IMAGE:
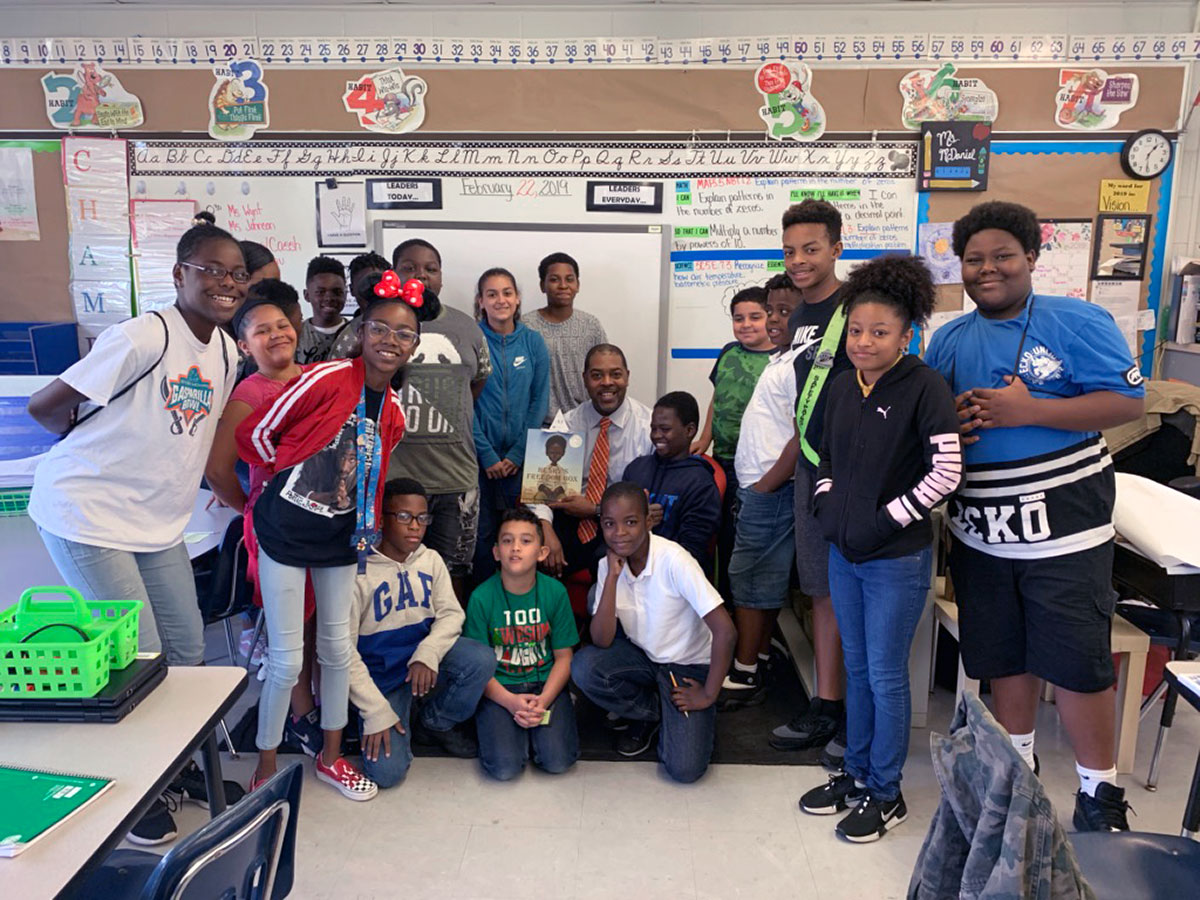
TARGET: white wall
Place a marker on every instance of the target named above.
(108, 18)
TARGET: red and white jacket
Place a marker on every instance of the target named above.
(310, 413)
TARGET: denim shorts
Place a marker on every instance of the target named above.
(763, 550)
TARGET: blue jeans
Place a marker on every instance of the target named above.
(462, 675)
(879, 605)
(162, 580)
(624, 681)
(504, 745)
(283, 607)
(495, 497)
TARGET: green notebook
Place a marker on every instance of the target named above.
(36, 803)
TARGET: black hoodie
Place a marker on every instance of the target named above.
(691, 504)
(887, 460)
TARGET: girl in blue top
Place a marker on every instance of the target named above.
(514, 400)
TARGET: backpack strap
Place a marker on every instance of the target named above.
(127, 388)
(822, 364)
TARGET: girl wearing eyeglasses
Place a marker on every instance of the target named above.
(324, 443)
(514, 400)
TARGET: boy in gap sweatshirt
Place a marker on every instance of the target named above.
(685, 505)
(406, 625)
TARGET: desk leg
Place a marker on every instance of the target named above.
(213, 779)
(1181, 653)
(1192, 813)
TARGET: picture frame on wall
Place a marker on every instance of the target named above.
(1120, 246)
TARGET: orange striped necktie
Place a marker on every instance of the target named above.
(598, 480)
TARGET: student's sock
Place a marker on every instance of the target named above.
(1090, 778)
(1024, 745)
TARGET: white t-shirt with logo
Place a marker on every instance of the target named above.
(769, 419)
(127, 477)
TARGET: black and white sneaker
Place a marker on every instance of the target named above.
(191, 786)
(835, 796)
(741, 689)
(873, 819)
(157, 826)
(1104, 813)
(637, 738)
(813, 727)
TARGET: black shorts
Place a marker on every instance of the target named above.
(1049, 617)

**********

* Task requirements
Within this data, count the lines that include the string "blue" and write the number with nothing else.

* Result for this exercise
2